New to Github and Jenkins

Hi CD! I am the lead programmer of Team 3019 Firebirds, and I have a few questions about software such as GitHub and Jenkins- Our team has only recently (starting last year) been using GitHub to keep track of revisions throught EGit. One of the issues we had was that we couldn’t really have multiple people working on code at the same time, and since both me and the previous head programmer were almost always available to work on the code at the same time, it wasn’t a huge issue. Now, some of my programming oriented mentors are bringing up software like Jenkins. I don’t know much about the Github process and only really used it rudimentarily to keep track of versions and update code gradually, as well as make it public. Can anyone give me a rundown of how GitHub/Jenkins are useful specifically with robot code organization? My programming “experience” mostly consists of just programming the robot in Java with Eclipse, so I have barely any concept of revisioning and how GitHub/Jenkins works, and why they would be helpful to the development of robot code. Thank you all for the advice!

I"m happy to hear you are using version control. In addition to letting multiple people work on the code base, it provides history. Which saves your bacon if there is a problem!

• **Dataset records**
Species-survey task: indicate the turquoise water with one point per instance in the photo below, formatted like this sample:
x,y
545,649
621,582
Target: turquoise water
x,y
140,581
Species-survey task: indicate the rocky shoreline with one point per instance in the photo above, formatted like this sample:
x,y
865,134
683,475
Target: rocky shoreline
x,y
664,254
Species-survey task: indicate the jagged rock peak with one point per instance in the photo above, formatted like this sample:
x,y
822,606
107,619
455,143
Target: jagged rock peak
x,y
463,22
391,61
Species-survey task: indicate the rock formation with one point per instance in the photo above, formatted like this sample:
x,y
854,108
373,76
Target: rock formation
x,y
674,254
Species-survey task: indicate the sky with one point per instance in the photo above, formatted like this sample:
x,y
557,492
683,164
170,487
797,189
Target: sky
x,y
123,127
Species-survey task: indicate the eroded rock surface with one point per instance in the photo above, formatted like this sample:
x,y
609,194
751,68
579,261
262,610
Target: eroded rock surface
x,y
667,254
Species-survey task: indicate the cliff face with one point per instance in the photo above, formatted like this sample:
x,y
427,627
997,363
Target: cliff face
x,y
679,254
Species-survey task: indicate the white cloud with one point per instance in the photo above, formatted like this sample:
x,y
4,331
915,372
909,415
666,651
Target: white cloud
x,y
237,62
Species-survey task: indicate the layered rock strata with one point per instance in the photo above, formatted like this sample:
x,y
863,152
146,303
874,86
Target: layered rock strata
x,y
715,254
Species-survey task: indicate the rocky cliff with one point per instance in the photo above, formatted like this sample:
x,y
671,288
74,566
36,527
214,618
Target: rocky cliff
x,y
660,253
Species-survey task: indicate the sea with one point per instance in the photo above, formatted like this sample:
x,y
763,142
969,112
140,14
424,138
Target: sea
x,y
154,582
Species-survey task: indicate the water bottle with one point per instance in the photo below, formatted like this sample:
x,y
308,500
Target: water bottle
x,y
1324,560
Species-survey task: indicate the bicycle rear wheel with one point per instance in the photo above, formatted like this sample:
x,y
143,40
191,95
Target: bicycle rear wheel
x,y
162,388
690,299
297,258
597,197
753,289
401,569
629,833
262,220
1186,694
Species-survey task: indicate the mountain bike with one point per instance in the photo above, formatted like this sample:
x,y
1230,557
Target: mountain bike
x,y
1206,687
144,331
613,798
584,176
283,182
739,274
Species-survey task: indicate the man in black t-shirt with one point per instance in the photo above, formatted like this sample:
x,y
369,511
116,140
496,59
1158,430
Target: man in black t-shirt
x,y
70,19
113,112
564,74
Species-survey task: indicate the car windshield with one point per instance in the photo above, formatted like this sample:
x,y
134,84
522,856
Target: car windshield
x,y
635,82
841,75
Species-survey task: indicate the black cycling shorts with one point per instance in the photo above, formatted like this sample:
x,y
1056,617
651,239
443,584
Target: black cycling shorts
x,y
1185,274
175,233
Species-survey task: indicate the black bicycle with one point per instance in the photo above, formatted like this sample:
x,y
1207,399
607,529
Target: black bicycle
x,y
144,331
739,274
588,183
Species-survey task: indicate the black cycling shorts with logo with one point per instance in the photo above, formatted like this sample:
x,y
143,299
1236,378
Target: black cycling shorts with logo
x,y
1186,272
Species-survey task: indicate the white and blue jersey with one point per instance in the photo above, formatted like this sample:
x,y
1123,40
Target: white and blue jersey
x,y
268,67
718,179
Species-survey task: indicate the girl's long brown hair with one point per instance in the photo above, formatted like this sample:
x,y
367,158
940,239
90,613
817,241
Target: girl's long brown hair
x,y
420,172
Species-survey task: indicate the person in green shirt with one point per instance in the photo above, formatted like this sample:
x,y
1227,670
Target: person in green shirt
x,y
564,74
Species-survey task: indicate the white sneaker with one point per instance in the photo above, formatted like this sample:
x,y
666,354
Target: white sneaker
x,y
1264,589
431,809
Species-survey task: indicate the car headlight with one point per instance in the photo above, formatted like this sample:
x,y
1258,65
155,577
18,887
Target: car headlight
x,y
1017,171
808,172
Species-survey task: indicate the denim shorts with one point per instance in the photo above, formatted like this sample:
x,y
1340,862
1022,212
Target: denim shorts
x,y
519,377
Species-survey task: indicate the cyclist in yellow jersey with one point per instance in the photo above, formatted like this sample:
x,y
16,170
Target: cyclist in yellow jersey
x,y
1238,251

• **Problem set**
**a.** In the forum thread about GitHub and Jenkins, turn the paragraph beginning "Hi CD! I am the lead programmer" into a short bulleted list that keeps its main facts.
**b.** Extend the forum thread about GitHub and Jenkins, picking up after its last sentence.
The listing is separate material and has nothing to do with the forum thread about GitHub and Jenkins.

• **Answers to the exercise**
**a.**
- The writer is the lead programmer of Team 3019 Firebirds and has questions about GitHub and Jenkins.
- Starting last year, the team has used GitHub through EGit to keep track of revisions.
- The team couldn't really have several people working on the code at the same time. This wasn't a big problem, because the writer and the previous head programmer were almost always available to work on it at the same time.
- Mentors focused on programming are now suggesting software like Jenkins.
- The writer has used GitHub only in a basic way: to track versions, update code gradually, and make it public.
- The writer's experience is mostly programming the robot in Java with Eclipse, with little understanding of revisioning.
- The writer asks how GitHub and Jenkins help specifically with organizing and developing robot code.

**b.**
Jenkins is a Continuous Integration server. What you do is set up a job on Jenkins to automatically build the code every time someone pushes to the repository. Building consists of compiling, running any tests you have and optional other steps. There are two ways to configure this. You can use polling where Jenkins asks git periodically if there has been a push. Or you can use a git hook to have github inform Jenkins about the change.

The words I underlined in the previous paragraph are concepts and apply to other tools; not just Jenkins.

Consider using Travis CI instead of Jenkins. Travis is free for open source projects. Many FIRST teams share their code and you even said yours is public; so you’d qualify to use it for free. The advantage of Travis over Jenkins is that you don’t have to install a CI (Continuous Integration) tool nor do you have to maintain a server or pay for cloud hosting. Travis also integrates with github out of the box. It’s not hard to configure Jenkins to do that regardless.

Jenkins is a product that keeps builds in one place and self tests them to make sure they’re working properly to put it simply. It’s not something I have much experience with either. However, I’m not sure why only one person at a time could edit code? GitHub offers free organization accounts with unlimited private repos and seats for FRC through their education program which I would recommend taking advantage of (included in the virtual KOP). I still think GitHub is quite a bit more useful than Jenkins in an FRC setting personally, which is why my team still uses it. Both can be used simultaneously, but Jenkins requires use of a server to run its tools.

Edit: As Jeanne mentioned, Travis CI is an awesome tool too that’s free. She’s likely much more knowledgeable in this area as well, so I’d direct questions at her and not me.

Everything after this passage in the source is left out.